SOURCE PASSAGE —
------------------------------------------------

# Why does a plunge router leave a mark when it plunges into the wood?



## Duane Bledsoe (Jan 6, 2013)

Using a straight bit or a spiral bit, either one, I was routing out some long and wide, but shallow mortises earlier, and I had to hollow it out a row at a time. I would plunge the router in until the depth stop hit the turret and then lock it down. From there I would slide it along using an edge guide to keep the cut straight.

I tried each bit type to see what it would do, and I noticed that no matter which type I used when I plunge the bit into the wood it would leave a circular mark at the bottom of the mortise where it went in at. As I move the router along, it leaves a smooth bottomed path, but the point of entry always seemed to be slightly deeper than the rest of the groove was. It done this on each row, and even passing the bit over top of it did not clean it up. These mortises are part of the appearance in some wood trim I am making, so I will have to sand the circular marks out. I just wondered how the router can make a deeper cut at the point of entry than it does on the rest of the cut. I thought the depth stop would prevent this. At first I thought the router had plunged to the full depth and then backed off a little before being locked. But after seeing this several times I paid closer attention to that. The depth stop was in full contact with the turret but I still kept seeing the little circular marks at the point of entry. Do you suppose it is possible that the lever lock is retracting the plunge upwards very slightly as it locks? That's the only thing I can think of. It is a DeWalt DW618 plunge router.

------------------------------------------------

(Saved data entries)
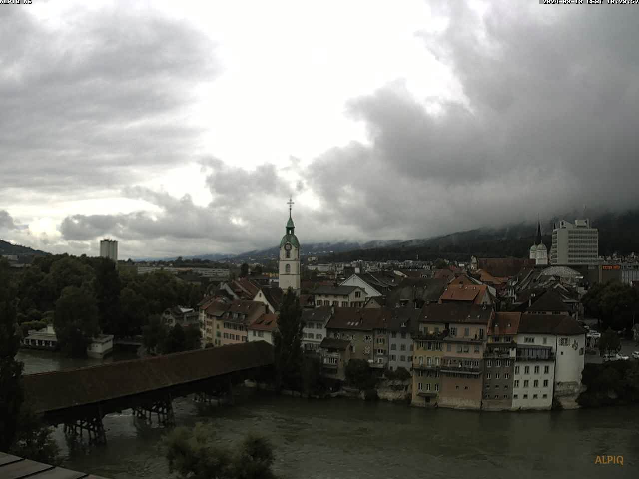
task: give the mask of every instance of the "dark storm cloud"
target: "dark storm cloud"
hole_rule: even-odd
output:
[[[337,222],[410,238],[584,202],[636,206],[637,15],[596,7],[549,18],[536,3],[491,2],[482,20],[445,4],[445,31],[418,34],[465,101],[429,114],[401,81],[353,100],[371,146],[330,150],[307,175]]]
[[[20,41],[0,50],[0,186],[118,186],[189,159],[199,132],[176,118],[216,74],[203,34],[114,7],[72,14],[59,30],[27,8],[2,14],[0,37]]]

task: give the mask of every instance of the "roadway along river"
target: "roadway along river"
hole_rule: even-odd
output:
[[[21,352],[20,359],[27,372],[95,363],[40,352]],[[234,406],[208,411],[191,398],[176,399],[176,422],[211,422],[224,445],[248,431],[265,436],[284,478],[634,478],[639,470],[637,407],[427,410],[242,392]],[[59,428],[64,465],[113,479],[171,477],[160,445],[164,430],[136,422],[130,411],[109,414],[104,425],[106,446],[70,457]],[[624,465],[595,464],[602,454],[623,455]]]

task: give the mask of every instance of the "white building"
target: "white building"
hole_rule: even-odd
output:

------------------------------------------------

YOUR TASKS —
- a) Apart from the bits, list every part of the router or its attachments that the poster names in the router thread.
- b) Pick up the router thread after its final sentence and continue it in the same style.
The saved data entries have no connection to the router thread.

FINAL RESULTS —
- a) depth stop, turret, edge guide, lever lock

- b)
----------



## RainMan 2.0 (May 6, 2014)

This is a good question as it's happened to me to and it's never made sense


----------



## MT Stringer (Aug 15, 2012)

Ha ha, do you think anyone will notice? > J/K


----------



## DaninVan (Jan 1, 2012)

*The Dado Inspector*; 3 weeks on the NYT Best Seller list!


----------



## vindaloo (May 30, 2009)

Edit> Me numb nut, wrong answer.


----------



## Cherryville Chuck (Sep 28, 2010)

You are expecting accuracy to 1000s of an inch in a medium that you will only get several 100s of an inch accuracy at the absolute very best. Your mortices should be about 1/16" deeper than your tenons are long to allow for a proper fit and a little room for excess glue. As Mike suggested, do you think anyone is going to notice?


----------



## harrysin (Jan 15, 2007)

Ideally for plunge routing you should be using a plunge bit, that is one which has an extra blade at it's bottom so that it cuts it's way into the wood instead of burning it's way.


----------



## rpludwig (Nov 22, 2011)

harry's got the solution, I have the same result occasionally as you do with a carbide spiral upcut bit. Try a slow, less aggressive plunge when using that bit and work it down to your stop depth with some forward motion, then back to clean up...


----------



## Duane Bledsoe (Jan 6, 2013)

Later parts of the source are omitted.